» **GOAL OF THE EXERCISE**: Sift through the material below and keep only the lines that contain the word "tennis". Copy each of those lines in full, one per line.
** start INPUT **
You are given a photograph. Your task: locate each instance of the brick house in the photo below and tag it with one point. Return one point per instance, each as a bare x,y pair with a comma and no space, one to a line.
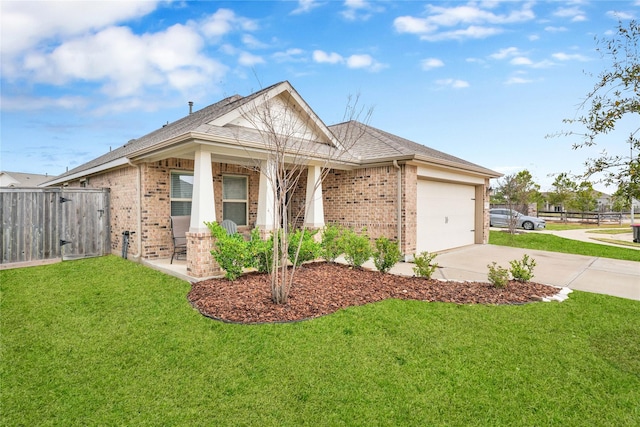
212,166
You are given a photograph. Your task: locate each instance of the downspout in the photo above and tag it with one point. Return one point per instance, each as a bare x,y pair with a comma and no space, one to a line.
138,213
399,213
** end INPUT **
** start INPUT **
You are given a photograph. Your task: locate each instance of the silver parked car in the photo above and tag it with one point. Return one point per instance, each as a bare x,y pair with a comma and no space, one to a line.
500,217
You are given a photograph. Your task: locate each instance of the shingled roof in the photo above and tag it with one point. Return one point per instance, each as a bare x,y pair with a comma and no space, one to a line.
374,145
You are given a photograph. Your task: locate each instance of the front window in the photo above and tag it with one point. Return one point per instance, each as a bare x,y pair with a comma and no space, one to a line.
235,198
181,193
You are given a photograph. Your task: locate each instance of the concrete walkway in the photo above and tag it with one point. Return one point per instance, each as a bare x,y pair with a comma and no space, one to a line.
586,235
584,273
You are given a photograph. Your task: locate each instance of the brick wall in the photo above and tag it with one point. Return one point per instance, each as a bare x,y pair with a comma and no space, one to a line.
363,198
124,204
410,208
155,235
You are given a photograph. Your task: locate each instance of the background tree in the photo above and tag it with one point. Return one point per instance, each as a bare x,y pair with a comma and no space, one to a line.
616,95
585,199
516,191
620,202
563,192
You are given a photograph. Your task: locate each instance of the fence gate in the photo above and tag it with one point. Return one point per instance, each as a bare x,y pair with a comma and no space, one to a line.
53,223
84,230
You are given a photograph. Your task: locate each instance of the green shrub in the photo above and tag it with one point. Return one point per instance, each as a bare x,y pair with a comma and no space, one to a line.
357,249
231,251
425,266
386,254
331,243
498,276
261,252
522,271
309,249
** end INPUT **
** start INPUT **
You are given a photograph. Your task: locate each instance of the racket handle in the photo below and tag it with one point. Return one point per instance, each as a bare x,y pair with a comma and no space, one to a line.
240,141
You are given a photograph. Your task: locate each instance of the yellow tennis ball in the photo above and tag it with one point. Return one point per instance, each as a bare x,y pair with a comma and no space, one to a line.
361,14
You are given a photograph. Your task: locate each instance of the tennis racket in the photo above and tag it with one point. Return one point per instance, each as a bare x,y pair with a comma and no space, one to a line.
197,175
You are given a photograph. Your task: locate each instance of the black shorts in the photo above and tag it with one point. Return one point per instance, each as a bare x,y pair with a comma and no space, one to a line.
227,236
** end INPUT **
» **CORRECT ANSWER**:
You are given a photograph. Your task: locate each instance of the yellow tennis ball in the photo above and tag it with one point. Return one point per instance, each as a bare x,y pair with a comma and no space, one to a line.
You are given a photograph. Your task: locate each instance of the tennis racket in the photo above and tag it with one point. Return one point per instance, each as a bare x,y pair with a comma and no space, one to a line.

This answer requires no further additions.